ACTIVITY: Your output should be the lines from the start of the data through the line containing "# provide the position of each instance of the seated", exactly and nothing more.
********************
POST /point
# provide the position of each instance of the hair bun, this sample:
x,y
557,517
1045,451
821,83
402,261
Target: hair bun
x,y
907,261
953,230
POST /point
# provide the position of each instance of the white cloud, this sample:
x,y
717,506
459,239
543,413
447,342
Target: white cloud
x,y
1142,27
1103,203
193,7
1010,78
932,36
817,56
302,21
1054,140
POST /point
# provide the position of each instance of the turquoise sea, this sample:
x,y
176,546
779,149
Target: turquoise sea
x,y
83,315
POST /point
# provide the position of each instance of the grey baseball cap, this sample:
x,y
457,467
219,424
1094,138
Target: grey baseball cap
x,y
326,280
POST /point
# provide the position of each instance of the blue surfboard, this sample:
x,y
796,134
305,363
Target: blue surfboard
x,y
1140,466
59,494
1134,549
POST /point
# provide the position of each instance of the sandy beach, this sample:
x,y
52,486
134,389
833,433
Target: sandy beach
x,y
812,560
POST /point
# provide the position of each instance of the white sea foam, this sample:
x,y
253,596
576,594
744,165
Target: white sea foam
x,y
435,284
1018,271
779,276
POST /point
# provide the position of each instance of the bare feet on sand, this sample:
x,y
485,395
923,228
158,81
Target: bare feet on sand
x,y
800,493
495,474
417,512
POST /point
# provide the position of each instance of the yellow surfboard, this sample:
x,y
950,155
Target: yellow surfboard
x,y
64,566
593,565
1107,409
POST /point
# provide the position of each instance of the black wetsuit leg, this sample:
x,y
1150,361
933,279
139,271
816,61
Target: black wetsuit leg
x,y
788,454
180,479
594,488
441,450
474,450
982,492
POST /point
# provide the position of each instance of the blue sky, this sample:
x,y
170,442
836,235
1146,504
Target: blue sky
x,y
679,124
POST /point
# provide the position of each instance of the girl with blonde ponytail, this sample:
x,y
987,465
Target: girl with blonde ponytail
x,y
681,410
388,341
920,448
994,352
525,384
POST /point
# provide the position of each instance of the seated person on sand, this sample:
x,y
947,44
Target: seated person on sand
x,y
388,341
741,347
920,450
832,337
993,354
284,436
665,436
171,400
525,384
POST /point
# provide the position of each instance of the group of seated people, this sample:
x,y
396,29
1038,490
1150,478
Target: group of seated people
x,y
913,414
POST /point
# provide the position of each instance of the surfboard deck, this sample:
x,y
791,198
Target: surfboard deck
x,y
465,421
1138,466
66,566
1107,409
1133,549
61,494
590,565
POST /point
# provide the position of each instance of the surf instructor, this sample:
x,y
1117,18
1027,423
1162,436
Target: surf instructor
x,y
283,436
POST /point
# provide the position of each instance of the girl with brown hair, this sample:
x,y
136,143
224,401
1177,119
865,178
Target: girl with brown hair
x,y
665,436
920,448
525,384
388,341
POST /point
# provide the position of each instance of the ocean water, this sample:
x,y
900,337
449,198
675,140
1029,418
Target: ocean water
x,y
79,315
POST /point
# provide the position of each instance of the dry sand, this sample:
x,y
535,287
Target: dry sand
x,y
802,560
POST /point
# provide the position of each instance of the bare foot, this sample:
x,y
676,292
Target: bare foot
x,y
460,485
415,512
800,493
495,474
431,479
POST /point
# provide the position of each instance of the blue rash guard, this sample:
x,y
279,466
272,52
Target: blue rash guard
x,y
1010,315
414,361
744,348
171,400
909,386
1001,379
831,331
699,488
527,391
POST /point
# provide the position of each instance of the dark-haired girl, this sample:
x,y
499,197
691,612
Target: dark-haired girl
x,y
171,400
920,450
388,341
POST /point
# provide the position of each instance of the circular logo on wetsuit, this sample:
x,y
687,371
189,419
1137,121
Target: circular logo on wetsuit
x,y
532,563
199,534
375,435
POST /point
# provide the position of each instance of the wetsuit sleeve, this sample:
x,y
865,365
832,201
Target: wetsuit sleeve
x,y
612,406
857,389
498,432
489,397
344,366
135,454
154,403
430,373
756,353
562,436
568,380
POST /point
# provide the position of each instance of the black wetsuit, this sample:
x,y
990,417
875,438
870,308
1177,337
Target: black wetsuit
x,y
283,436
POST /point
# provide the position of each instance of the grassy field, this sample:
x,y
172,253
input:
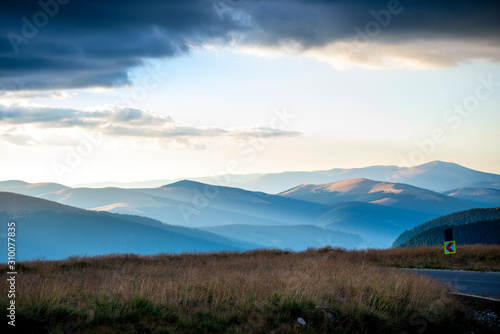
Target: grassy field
x,y
266,291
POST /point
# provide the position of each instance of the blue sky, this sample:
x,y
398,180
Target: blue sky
x,y
262,102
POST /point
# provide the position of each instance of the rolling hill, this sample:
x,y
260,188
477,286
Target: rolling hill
x,y
454,219
193,204
437,176
376,223
49,230
477,197
395,195
484,232
293,237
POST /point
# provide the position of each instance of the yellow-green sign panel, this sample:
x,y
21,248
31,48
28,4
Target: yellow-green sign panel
x,y
449,247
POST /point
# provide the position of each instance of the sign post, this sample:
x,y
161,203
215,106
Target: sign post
x,y
449,243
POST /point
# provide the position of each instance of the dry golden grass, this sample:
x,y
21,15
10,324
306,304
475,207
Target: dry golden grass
x,y
250,292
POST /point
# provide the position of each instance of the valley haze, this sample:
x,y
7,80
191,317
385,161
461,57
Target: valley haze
x,y
353,213
247,166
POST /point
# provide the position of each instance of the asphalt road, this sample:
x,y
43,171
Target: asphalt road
x,y
469,282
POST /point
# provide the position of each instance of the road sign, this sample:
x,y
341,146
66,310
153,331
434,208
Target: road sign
x,y
448,234
449,247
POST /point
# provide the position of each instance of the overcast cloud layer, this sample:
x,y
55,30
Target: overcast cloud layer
x,y
89,43
23,125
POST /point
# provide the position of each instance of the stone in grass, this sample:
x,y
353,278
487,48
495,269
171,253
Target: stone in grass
x,y
328,313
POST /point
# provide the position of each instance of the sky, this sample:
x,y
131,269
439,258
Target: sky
x,y
94,91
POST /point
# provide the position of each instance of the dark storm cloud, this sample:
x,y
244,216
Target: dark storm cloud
x,y
83,43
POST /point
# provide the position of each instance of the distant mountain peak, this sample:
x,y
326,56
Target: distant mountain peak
x,y
184,184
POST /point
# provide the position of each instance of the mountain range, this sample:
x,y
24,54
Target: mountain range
x,y
49,230
354,212
437,176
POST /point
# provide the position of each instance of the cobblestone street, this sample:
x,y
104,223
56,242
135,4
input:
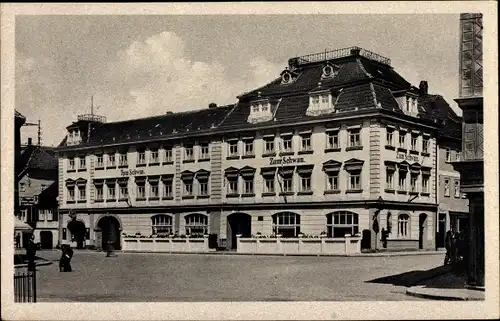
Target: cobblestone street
x,y
170,277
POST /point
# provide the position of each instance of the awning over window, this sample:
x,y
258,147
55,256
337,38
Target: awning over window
x,y
415,168
390,166
231,172
403,166
123,181
169,177
426,171
247,171
187,175
268,171
332,166
110,181
154,179
305,169
202,174
81,181
286,171
354,164
20,225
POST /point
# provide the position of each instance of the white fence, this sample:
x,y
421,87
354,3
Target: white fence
x,y
166,244
322,245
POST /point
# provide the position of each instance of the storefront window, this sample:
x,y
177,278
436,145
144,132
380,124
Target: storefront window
x,y
287,224
196,224
341,223
162,225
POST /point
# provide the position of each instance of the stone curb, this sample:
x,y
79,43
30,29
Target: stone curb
x,y
291,254
416,291
36,264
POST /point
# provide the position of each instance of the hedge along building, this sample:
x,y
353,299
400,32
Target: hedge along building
x,y
339,143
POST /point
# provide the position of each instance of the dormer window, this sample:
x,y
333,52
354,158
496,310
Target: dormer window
x,y
286,78
329,70
260,110
320,103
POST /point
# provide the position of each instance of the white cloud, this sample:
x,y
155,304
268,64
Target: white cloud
x,y
155,76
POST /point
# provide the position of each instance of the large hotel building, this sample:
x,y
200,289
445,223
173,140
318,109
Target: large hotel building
x,y
339,143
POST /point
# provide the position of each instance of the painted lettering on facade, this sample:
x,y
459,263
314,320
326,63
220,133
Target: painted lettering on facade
x,y
286,160
409,158
132,172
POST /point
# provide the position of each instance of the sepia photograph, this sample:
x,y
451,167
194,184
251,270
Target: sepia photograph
x,y
195,158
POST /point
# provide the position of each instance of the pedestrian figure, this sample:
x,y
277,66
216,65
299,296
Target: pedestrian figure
x,y
384,238
65,261
18,240
30,253
454,247
110,249
448,244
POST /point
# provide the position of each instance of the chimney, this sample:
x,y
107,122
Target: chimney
x,y
355,51
424,88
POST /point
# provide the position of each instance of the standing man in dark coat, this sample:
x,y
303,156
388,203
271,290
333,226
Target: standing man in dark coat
x,y
30,253
18,240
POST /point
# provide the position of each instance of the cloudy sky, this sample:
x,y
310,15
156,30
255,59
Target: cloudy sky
x,y
137,66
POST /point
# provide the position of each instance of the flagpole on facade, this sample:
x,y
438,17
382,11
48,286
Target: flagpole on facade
x,y
280,173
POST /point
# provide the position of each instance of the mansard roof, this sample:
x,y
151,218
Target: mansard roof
x,y
353,68
142,129
38,162
364,81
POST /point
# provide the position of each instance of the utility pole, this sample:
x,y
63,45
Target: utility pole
x,y
280,173
38,124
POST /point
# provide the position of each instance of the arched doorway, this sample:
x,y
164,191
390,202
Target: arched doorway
x,y
422,230
238,223
110,232
46,239
77,230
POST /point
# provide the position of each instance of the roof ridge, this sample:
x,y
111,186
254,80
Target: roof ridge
x,y
227,115
363,68
372,89
253,90
165,115
21,173
277,106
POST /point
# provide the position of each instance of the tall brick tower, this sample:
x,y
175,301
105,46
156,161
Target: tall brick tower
x,y
470,100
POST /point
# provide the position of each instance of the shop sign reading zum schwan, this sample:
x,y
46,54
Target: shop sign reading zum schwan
x,y
409,158
286,160
132,172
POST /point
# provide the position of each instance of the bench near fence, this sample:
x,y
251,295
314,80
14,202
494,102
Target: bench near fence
x,y
25,286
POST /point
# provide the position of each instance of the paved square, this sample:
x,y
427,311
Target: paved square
x,y
170,277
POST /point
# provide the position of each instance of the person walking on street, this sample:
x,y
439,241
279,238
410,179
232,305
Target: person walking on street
x,y
448,244
30,253
454,247
110,249
18,240
65,260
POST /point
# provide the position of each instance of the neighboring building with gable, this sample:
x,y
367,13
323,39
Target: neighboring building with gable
x,y
339,144
38,194
453,205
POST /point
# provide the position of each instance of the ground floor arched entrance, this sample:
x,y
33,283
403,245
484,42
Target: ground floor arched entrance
x,y
46,239
422,230
78,230
109,230
238,223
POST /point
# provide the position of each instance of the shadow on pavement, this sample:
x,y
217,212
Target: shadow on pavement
x,y
414,278
23,259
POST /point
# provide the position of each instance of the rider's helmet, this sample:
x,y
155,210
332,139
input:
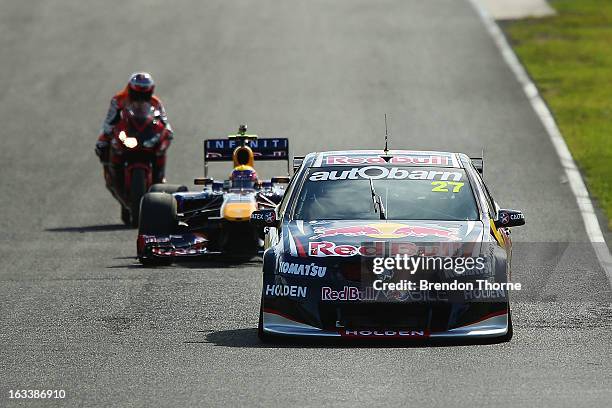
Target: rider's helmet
x,y
141,87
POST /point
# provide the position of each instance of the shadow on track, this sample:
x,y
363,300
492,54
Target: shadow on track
x,y
247,338
91,228
211,262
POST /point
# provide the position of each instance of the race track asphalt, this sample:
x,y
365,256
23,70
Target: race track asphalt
x,y
78,313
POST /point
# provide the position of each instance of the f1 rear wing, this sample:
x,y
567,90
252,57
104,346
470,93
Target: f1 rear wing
x,y
266,149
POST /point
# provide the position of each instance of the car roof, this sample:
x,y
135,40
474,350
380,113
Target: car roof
x,y
399,157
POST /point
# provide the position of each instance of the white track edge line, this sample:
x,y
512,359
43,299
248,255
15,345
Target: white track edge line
x,y
587,210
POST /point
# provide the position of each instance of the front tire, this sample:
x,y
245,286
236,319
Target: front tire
x,y
138,188
157,217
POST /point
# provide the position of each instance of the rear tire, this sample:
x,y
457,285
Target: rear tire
x,y
138,188
157,217
125,216
263,336
168,188
508,335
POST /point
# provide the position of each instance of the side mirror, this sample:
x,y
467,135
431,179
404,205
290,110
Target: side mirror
x,y
509,218
202,181
264,218
280,180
********************
TASK RESULT:
POST /point
# provide the position of each instance of the hair bun, this sample:
x,y
557,517
1045,451
821,83
402,261
Target: hair bun
x,y
907,261
953,230
POST /point
# provide the position of each instance of the white cloud, this sample:
x,y
717,506
459,239
543,413
447,342
Target: white cloud
x,y
1142,27
1103,203
193,7
1010,78
932,36
817,56
302,21
1054,140
POST /point
# provide the position of each instance of the turquoise sea, this sample:
x,y
176,546
779,149
Target: turquoise sea
x,y
83,315
POST /point
# provide the position of each instance of the grey baseball cap, this sample:
x,y
457,467
219,424
1094,138
Target: grey baseball cap
x,y
326,280
POST /point
# provide the position of each instance of the blue surfboard, this sample:
x,y
796,134
305,363
Target: blue surfboard
x,y
1140,466
59,494
1134,549
POST /point
# provide the position of each instance of the sandy beach, this sample:
x,y
52,486
134,389
833,433
Target: sandy beach
x,y
812,560
POST /point
# provide the position of each instance of the white sea foam, this sample:
x,y
253,596
576,594
744,165
Target: white sea foam
x,y
435,284
1018,271
779,276
POST /point
# provide the position of each instance of the bare feet on sand, this sample:
x,y
485,395
923,228
158,81
Target: bare feet on sand
x,y
800,493
495,474
417,512
POST /point
# provide the position of each instance of the yellow surfboard, this sample:
x,y
950,155
Target: yellow surfboard
x,y
64,566
593,565
1107,409
POST /point
# provide the position of each instance of the black wetsuit leg, this sample:
x,y
1150,361
933,279
139,271
816,61
Target: black wetsuit leg
x,y
788,454
180,479
594,488
441,450
474,450
982,492
POST /point
# provide the position of each instance of the blue sky, this sample:
x,y
170,442
836,235
1146,504
Target: blue sky
x,y
679,124
POST /point
# provide the position of each instance of the girl with blonde ponytail, this sample:
x,y
987,465
Target: girl with blonde ponytail
x,y
681,410
388,341
920,448
994,352
525,384
POST /point
# provide the position of each instance of the seated person on sand, this sample:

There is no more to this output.